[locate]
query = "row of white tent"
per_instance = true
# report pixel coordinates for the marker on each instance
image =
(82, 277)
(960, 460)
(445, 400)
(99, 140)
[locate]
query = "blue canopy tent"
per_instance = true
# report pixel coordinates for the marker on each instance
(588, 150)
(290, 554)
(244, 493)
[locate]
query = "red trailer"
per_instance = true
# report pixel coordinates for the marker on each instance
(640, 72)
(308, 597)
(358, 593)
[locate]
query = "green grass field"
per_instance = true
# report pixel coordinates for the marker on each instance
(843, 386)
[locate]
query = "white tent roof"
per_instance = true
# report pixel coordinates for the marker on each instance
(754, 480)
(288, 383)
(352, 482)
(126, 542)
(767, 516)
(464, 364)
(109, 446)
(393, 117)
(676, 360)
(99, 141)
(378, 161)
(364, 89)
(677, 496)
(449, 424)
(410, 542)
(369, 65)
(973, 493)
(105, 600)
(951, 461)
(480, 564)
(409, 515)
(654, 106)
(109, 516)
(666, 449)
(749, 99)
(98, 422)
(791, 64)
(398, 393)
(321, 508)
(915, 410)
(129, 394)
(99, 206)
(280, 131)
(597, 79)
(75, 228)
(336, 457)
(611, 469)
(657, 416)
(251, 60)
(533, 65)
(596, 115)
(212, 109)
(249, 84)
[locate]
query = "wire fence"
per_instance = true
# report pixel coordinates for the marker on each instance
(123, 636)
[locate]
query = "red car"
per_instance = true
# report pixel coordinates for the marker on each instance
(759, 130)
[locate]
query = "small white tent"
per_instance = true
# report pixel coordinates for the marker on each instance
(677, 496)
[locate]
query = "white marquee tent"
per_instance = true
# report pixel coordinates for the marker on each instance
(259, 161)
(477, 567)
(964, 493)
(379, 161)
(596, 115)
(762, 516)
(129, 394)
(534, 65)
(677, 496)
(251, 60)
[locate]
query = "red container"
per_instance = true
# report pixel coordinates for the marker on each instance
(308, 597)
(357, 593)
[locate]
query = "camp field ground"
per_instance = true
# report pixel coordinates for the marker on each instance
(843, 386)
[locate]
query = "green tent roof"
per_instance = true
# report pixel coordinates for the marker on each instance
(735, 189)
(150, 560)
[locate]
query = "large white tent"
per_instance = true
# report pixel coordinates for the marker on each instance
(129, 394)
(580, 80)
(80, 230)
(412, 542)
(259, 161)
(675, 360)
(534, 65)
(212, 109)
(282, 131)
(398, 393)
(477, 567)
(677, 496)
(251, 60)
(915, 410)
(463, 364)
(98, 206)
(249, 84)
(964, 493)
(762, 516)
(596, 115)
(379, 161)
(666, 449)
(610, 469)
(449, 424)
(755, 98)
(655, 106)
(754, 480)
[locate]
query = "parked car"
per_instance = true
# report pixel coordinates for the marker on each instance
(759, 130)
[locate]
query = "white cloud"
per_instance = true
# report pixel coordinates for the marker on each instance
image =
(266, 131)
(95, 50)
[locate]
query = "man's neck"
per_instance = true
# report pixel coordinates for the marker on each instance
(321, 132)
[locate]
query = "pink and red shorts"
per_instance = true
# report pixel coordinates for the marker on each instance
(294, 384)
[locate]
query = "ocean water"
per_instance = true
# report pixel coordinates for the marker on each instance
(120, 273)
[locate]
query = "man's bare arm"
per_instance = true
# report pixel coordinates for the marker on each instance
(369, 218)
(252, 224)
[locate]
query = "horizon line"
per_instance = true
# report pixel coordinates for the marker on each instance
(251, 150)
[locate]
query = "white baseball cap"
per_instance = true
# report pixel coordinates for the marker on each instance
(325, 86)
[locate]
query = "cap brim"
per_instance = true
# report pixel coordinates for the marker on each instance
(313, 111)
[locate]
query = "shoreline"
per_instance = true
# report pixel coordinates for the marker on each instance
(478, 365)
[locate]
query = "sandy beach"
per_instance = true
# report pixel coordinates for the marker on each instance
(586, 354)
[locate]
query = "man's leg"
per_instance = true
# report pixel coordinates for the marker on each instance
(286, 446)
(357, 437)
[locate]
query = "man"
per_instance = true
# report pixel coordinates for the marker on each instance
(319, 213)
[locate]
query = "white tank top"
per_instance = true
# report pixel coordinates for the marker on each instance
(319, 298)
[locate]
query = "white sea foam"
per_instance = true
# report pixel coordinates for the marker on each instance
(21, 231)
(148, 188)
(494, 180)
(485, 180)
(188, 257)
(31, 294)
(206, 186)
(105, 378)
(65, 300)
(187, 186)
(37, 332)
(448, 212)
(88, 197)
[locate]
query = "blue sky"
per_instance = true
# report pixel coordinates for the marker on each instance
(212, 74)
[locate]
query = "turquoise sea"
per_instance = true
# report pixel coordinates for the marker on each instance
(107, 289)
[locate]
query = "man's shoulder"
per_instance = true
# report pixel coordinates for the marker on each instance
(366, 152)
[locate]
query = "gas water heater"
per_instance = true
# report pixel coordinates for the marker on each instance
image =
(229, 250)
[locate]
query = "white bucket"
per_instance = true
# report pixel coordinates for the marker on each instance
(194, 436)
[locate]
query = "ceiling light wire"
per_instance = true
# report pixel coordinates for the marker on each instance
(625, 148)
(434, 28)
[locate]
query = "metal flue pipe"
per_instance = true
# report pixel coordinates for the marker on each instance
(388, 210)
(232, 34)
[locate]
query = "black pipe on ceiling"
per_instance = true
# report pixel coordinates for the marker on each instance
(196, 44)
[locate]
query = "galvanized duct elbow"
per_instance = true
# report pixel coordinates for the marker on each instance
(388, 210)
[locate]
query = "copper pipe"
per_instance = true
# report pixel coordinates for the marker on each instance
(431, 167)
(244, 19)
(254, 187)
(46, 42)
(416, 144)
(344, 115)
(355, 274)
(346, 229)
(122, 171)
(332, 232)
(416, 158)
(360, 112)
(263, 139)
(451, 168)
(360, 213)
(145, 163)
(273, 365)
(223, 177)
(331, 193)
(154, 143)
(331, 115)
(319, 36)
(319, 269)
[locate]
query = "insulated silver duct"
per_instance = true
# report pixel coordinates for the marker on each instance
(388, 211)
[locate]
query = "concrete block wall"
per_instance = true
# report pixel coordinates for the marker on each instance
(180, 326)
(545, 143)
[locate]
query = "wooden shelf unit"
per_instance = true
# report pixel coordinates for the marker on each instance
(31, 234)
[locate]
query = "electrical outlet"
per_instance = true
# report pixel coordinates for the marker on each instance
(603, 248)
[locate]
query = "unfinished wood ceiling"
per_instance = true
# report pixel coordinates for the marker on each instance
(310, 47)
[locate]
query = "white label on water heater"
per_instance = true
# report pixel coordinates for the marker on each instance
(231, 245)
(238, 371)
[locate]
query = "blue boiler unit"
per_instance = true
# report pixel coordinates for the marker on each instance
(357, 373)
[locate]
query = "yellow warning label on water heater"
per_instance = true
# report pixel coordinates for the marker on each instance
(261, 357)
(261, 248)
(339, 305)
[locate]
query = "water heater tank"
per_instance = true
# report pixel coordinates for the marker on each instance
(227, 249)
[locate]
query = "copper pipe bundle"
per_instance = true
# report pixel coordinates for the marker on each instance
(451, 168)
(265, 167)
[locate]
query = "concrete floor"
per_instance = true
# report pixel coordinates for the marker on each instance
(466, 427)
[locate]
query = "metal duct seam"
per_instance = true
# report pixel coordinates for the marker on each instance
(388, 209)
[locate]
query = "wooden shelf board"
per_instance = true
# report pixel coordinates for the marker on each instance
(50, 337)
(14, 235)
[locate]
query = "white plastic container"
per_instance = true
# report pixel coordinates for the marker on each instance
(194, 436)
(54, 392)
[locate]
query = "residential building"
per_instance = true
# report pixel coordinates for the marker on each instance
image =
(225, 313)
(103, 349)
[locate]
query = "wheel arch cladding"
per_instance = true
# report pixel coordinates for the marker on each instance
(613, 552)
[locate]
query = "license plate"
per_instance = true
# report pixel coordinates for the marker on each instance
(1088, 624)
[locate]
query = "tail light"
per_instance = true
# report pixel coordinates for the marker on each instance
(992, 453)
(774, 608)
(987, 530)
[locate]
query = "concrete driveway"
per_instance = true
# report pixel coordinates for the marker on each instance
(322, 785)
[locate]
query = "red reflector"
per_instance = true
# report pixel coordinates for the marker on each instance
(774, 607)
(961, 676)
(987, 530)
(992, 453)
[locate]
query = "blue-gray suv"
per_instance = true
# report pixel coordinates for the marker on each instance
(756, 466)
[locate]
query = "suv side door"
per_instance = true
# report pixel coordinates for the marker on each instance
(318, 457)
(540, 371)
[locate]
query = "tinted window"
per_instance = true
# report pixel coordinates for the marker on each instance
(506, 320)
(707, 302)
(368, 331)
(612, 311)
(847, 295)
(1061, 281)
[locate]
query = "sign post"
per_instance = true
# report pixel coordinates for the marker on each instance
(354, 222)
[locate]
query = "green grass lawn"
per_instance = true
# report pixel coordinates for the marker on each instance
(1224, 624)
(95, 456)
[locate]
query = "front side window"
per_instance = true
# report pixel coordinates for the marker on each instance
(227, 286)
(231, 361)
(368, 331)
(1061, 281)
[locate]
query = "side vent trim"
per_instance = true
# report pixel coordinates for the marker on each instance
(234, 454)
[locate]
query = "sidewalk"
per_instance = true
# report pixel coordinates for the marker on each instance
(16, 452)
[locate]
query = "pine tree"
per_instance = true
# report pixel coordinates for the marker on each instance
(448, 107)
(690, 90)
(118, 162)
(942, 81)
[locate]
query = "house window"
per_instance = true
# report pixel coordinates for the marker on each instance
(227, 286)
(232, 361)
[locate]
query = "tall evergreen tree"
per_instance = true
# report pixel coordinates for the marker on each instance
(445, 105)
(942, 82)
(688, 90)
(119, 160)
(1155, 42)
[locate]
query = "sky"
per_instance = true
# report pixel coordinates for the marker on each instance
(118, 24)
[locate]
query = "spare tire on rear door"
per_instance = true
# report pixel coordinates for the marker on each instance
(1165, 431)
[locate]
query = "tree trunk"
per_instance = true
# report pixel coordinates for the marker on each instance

_What to work on_
Which of the lines in the material above contain "concrete"? Copy each one out.

_Answer space_
query = "concrete block wall"
query = "concrete floor"
query = "concrete driveway"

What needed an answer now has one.